Records excerpted from a collection
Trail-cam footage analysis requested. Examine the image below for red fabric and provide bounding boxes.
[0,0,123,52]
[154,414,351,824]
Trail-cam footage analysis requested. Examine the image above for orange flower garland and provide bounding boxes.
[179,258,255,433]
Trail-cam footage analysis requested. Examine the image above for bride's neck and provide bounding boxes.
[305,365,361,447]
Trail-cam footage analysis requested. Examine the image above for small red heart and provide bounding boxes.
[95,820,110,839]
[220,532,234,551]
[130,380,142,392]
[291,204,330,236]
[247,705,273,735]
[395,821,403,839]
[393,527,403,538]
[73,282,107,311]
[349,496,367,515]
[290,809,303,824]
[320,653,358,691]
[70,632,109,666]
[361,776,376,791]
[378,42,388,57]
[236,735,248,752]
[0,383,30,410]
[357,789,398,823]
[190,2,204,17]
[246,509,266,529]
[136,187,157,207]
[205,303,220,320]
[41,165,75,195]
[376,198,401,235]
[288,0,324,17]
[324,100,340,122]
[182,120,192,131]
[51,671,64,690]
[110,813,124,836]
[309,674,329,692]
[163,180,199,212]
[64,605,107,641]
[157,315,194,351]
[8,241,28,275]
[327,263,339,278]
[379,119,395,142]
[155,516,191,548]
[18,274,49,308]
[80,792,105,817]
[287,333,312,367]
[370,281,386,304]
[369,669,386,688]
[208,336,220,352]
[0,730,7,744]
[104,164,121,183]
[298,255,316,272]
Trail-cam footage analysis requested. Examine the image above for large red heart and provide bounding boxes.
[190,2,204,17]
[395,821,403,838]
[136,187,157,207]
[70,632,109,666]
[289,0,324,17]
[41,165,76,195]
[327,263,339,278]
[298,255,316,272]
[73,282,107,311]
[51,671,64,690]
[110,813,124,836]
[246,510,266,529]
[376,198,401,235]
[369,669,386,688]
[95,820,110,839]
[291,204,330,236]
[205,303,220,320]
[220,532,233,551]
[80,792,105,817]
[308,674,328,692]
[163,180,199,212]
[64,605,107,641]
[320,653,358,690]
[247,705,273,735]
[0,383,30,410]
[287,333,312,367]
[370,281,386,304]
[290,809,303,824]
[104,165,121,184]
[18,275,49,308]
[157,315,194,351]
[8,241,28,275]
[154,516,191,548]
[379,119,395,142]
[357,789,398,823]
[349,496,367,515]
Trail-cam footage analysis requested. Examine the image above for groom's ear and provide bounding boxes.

Brief
The expected output is an exact copy of all the records above.

Solution for this exercise
Trail-cam footage analysis requested. Examine the image below for red fabric and provide bounding boxes.
[0,0,123,52]
[154,414,351,824]
Trail-cam footage analysis requested. Examine the image above for orange flower garland and provide bounding boxes.
[179,258,255,433]
Trail-cam footage analysis requested. Examine the image above for bride's neck and provide bounding boxes.
[305,365,361,447]
Trail-cam footage analysis requested. Examine the image above for small red heart and provide bounding boxes.
[95,820,110,839]
[220,532,234,551]
[130,380,142,392]
[291,204,330,236]
[247,705,273,735]
[395,821,403,839]
[393,527,403,538]
[73,282,107,311]
[349,496,367,515]
[290,809,303,824]
[320,653,358,691]
[70,632,109,666]
[361,776,376,791]
[378,42,388,57]
[236,735,248,752]
[0,383,30,410]
[357,789,398,823]
[190,2,204,17]
[246,509,266,529]
[136,187,157,207]
[205,303,220,320]
[41,165,75,195]
[376,198,401,235]
[288,0,324,17]
[324,100,340,122]
[182,120,192,131]
[51,671,64,690]
[110,813,124,836]
[309,674,329,692]
[163,180,199,212]
[64,605,107,641]
[157,315,194,351]
[8,241,28,275]
[327,263,339,278]
[379,119,395,142]
[155,516,191,548]
[18,274,49,308]
[80,792,105,817]
[287,333,312,367]
[370,281,386,304]
[369,669,386,688]
[208,336,220,352]
[0,730,7,744]
[104,164,121,183]
[298,255,316,272]
Trail-cam footage analysis requested. Examine the image above for large red heart and provide bounding boxes.
[190,2,204,17]
[395,821,403,838]
[136,187,157,207]
[70,632,109,666]
[289,0,324,17]
[41,165,76,195]
[327,263,339,278]
[298,255,316,272]
[73,282,107,311]
[51,671,64,690]
[110,813,124,836]
[246,510,266,529]
[376,198,401,235]
[369,669,386,688]
[95,820,110,839]
[291,204,330,236]
[205,303,220,320]
[220,532,233,551]
[80,792,105,817]
[308,674,328,692]
[163,180,199,212]
[64,605,107,641]
[320,653,358,690]
[247,705,273,735]
[0,383,30,410]
[287,333,312,367]
[370,281,386,304]
[290,809,303,824]
[104,165,121,184]
[18,275,49,308]
[157,315,194,351]
[8,241,28,275]
[154,516,191,548]
[379,119,395,142]
[357,789,398,823]
[349,496,367,515]
Trail-cam footage analysis requested. Examine the image above for groom's ear and provide bounding boxes.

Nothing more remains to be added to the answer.